Filter the entries, keeping every line with the string "painted".
[[ Input material open ]]
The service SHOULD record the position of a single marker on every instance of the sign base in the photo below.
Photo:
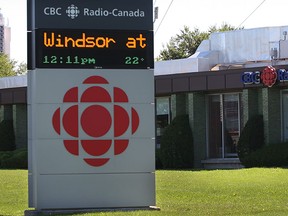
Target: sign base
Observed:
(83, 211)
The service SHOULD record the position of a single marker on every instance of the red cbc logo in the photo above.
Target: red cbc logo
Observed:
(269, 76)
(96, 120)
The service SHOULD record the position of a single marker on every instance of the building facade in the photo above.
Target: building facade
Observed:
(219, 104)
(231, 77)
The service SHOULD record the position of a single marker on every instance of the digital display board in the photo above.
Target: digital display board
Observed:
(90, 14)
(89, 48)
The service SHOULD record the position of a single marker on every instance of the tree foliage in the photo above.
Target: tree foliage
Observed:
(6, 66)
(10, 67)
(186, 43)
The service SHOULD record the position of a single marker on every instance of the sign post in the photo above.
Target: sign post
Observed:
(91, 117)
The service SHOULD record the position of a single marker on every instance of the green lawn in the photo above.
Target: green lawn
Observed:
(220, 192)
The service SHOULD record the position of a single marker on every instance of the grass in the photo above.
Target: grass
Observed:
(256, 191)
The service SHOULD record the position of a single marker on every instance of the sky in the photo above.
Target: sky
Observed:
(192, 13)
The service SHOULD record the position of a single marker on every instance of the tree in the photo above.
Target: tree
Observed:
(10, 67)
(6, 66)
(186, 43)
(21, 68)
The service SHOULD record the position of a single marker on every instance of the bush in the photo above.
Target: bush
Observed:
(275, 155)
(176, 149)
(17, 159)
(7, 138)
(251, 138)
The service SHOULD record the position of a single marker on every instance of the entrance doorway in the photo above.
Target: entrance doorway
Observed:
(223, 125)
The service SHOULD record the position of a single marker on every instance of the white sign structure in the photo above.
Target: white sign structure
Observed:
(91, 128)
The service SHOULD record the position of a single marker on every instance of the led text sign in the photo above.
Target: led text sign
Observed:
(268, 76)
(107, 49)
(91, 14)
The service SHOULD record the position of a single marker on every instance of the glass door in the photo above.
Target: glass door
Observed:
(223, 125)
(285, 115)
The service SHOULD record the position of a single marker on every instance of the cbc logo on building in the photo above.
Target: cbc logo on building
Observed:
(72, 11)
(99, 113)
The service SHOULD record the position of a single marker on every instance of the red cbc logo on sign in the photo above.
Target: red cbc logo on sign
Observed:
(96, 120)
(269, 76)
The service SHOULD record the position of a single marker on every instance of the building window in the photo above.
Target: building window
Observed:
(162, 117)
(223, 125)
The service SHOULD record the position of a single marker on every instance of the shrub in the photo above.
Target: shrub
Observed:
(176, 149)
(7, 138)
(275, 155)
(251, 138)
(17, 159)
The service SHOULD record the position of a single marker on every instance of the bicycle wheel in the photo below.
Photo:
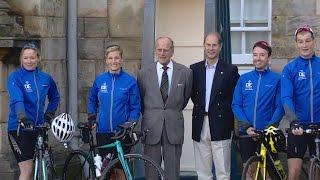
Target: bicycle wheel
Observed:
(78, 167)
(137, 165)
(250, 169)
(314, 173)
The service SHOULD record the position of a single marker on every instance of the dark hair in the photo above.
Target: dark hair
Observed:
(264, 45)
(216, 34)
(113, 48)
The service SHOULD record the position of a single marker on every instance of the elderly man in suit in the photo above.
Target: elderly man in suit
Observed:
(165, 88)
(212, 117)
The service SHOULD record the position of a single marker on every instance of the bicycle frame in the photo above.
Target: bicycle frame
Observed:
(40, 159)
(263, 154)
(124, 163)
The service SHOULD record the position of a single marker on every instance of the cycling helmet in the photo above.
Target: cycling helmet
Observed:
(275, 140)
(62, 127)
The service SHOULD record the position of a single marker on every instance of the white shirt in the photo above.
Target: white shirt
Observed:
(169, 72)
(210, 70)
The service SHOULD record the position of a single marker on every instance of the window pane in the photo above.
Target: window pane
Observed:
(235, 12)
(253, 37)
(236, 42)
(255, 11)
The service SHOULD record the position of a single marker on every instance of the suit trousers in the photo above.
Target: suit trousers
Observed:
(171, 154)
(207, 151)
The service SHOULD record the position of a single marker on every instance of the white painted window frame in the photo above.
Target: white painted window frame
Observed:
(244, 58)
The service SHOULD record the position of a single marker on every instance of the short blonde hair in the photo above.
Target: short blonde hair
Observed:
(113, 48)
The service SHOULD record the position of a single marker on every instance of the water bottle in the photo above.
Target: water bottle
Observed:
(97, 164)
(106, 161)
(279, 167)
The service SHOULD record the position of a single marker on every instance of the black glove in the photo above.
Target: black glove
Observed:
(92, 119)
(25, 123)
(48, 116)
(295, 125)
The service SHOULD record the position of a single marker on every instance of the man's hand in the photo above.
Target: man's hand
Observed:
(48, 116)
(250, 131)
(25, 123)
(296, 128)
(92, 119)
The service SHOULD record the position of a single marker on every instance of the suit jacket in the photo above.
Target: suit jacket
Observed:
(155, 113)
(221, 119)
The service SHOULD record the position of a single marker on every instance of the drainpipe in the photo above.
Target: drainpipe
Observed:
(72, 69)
[[ Input material closed ]]
§ Exercise answer:
The service SHOULD record the position of a single marker on every instance of the white painted window frame in the photo above.
Target: white painted window frame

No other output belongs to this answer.